### [DIRECTION]
Output every line of the entries from the line containing "Where can you spot the shoreline?" through the last, exactly, with no other content.

Begin THE INPUT

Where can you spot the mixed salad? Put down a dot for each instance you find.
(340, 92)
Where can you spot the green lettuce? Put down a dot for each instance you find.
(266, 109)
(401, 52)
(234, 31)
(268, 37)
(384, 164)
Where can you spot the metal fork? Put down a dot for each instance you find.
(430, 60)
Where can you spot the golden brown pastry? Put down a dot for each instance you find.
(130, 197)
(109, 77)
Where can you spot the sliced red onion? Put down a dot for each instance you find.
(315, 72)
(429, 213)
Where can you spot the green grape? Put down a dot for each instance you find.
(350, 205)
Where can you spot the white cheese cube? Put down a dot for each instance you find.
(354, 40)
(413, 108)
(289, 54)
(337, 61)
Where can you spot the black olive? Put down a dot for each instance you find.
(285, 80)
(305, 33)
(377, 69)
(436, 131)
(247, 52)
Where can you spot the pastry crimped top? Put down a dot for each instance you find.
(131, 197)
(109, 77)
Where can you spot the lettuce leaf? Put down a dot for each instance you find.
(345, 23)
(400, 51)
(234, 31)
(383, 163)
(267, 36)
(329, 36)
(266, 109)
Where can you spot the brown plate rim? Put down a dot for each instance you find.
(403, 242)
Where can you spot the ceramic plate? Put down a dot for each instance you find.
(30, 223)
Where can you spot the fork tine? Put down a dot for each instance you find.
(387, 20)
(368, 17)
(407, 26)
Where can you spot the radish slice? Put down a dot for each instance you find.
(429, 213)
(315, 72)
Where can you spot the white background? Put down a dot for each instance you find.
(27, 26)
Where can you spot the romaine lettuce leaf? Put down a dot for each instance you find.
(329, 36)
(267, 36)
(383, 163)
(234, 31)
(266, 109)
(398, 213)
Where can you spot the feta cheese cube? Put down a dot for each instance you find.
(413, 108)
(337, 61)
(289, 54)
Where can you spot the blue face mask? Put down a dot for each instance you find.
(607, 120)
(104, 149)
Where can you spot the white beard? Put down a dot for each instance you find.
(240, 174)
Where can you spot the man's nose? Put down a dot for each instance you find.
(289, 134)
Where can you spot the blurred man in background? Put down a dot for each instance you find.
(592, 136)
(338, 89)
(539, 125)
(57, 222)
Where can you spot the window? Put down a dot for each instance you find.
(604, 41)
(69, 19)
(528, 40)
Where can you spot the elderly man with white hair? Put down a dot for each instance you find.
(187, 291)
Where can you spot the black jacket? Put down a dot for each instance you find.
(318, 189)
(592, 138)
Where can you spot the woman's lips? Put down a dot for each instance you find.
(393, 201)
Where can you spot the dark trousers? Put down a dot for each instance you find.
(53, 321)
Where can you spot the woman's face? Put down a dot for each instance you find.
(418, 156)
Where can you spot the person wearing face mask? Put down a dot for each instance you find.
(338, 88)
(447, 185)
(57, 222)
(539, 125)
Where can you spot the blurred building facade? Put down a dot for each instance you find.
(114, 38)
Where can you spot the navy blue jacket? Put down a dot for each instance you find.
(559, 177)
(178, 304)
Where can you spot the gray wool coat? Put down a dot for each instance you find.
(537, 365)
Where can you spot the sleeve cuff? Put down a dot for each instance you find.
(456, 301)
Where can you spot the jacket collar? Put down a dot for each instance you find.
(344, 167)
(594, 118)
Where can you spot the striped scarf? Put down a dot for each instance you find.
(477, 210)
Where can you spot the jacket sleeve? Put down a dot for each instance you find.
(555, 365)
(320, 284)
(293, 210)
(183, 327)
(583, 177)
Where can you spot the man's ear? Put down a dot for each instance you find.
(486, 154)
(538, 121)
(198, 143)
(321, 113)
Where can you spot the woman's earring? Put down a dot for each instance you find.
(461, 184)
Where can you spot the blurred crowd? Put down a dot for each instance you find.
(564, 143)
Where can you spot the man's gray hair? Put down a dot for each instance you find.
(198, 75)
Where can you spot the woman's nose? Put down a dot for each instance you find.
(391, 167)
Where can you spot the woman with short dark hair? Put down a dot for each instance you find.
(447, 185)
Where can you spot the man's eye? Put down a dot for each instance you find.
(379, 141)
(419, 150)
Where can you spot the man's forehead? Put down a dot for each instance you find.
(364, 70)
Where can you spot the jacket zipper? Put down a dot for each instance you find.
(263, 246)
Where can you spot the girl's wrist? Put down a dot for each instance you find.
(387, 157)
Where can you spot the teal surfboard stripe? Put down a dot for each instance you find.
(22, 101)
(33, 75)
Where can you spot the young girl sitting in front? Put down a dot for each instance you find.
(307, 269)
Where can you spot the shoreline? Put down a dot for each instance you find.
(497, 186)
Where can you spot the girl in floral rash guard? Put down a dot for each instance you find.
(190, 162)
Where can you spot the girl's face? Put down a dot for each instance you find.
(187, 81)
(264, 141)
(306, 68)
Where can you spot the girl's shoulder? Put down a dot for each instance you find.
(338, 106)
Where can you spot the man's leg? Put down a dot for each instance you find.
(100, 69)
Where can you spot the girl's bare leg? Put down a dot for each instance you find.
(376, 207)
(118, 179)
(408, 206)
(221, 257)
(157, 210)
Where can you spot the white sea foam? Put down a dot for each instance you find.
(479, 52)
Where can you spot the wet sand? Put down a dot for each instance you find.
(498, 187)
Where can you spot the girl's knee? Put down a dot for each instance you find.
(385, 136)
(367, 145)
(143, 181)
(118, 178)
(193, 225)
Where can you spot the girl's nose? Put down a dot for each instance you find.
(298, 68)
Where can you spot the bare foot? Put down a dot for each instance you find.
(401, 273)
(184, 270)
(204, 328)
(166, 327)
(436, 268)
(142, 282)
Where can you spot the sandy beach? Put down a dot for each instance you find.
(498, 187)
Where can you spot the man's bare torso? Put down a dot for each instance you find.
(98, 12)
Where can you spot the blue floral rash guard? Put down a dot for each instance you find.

End THE INPUT

### [OUTPUT FOR THIS TASK]
Where can you spot the shoreline? Put down a dot for each instance you find.
(497, 186)
Where can you spot the girl in floral rash guard? Put down a dot for each instance you find.
(190, 162)
Where can you spot the girl's face? Put down a dot for each instance you find.
(187, 81)
(264, 141)
(306, 68)
Where can you spot the girl's shoulder? Put down a dot for each instance you find.
(338, 106)
Where can you spot the man's leg? Put down a dot for each instance you find.
(100, 69)
Where can you spot the girl's bare leg? Put down a dot for each instance you find.
(376, 207)
(118, 179)
(408, 206)
(221, 257)
(157, 210)
Where can you spot the white sea foam? Put down a dot for each instance you find.
(479, 52)
Where can you spot the wet sand? Put down a dot for each instance you find.
(498, 187)
Where can you spot the girl's knee? Put down a dot for each instance you find.
(385, 136)
(367, 145)
(143, 181)
(118, 178)
(193, 225)
Where can you spot the girl's nose? Put down a dot for each instance you find.
(298, 68)
Where can you spot the bare foot? Put down a dot for each instance you find.
(401, 273)
(184, 270)
(204, 328)
(166, 327)
(436, 268)
(142, 282)
Where can you spot the sandy beach? Put down a dot for each instance you find.
(498, 187)
Where can you spot the man's bare torso? Put down a dot for each instance you find.
(98, 12)
Where can you spot the blue floral rash guard? Put down a dot for each instance you find.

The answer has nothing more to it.